___ Supplied passage ___
Joris Ivens doesn’t undertake to show us technically the production of a lamp, of a radio, of a loudspeaker. That wouldn’t interest us, we wouldn’t understand anything if he tried to explain it to us. Anyway, he doesn’t try. If, actually, he has us attend the production and its most interesting details, he doesn’t explain a thing. We make the rounds. Throughout. We follow the glass batter, we go to the glass-blowing. The elevator. Lab. Inspection. Packaging. But nobody explains anything to us, wears us with technical words, tells us why the worker does this or that. And, for his part, the worker becomes a being of a superior spirit, enveloped in a fog of specialization of which we haven’t the slightest understanding, a symbol striking to us who never learned to do a thing with our hands.
There are some people who, sometimes, visit factories. A famous car manufacturer organizes guided visits in his factory. The guide talks, talks. The honorable visitors leave without having seen too much, but they’ve been given names to feed on, like geographers at the grand salons. They’ve split, divided their whole attention, intelligence, good will into details, have been forced to understand everything and not to notice what they haven’t understood. They’ve seen 45 bolts bolted separately, but they’ve lost all sight of the why of the thing. Skewed toward—stuff—they haven’t understood the true nature of the factory, haven’t grasped the general impression, the power both material and symbolic.
___ Data lines ___
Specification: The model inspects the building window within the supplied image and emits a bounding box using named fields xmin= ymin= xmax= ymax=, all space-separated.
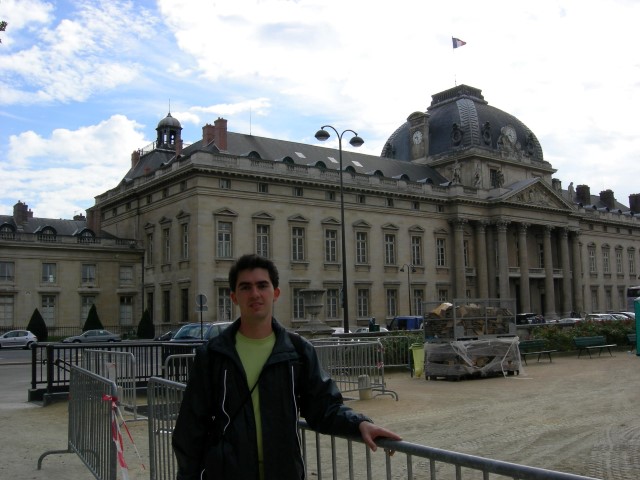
___
- **Tasks to complete**
(1) In the Joris Ivens passage, how many bolts do the factory visitors see bolted separately?
(2) Set down, word for word, the stretch of the Joris Ivens passage from "There are some" through "material and symbolic.".
(3) Resume the passage about Joris Ivens and factory visits from where it stops.

- **The responses**
(1) 45 bolts.

(2)
There are some people who, sometimes, visit factories. A famous car manufacturer organizes guided visits in his factory. The guide talks, talks. The honorable visitors leave without having seen too much, but they’ve been given names to feed on, like geographers at the grand salons. They’ve split, divided their whole attention, intelligence, good will into details, have been forced to understand everything and not to notice what they haven’t understood. They’ve seen 45 bolts bolted separately, but they’ve lost all sight of the why of the thing. Skewed toward—stuff—they haven’t understood the true nature of the factory, haven’t grasped the general impression, the power both material and symbolic.

(3)
Joris Ivens’ film is a factory, a world of work. We leave dizzy from the work. And we understand plenty of other things than the manufacture that escaped us. We understand just what is this horrible work in chains, and the exhausted efforts of glass blowers, efforts that no machine has been able to replace yet, we understand the specialization (in an already specialized industry), and the automatic work that will make a worker perform the same gesture for the rest of his life (already happy enough is he to find work!) and, finally, the great power of all these men and all these women who leave together when the whistle blows, who will return again tomorrow, and after tomorrow, and forever. So that you can have lamps and radios from Philips… — Jean-Paul Dreyfus, La Revue du Cinéma, N. 28, Nov. 1931 (my translation)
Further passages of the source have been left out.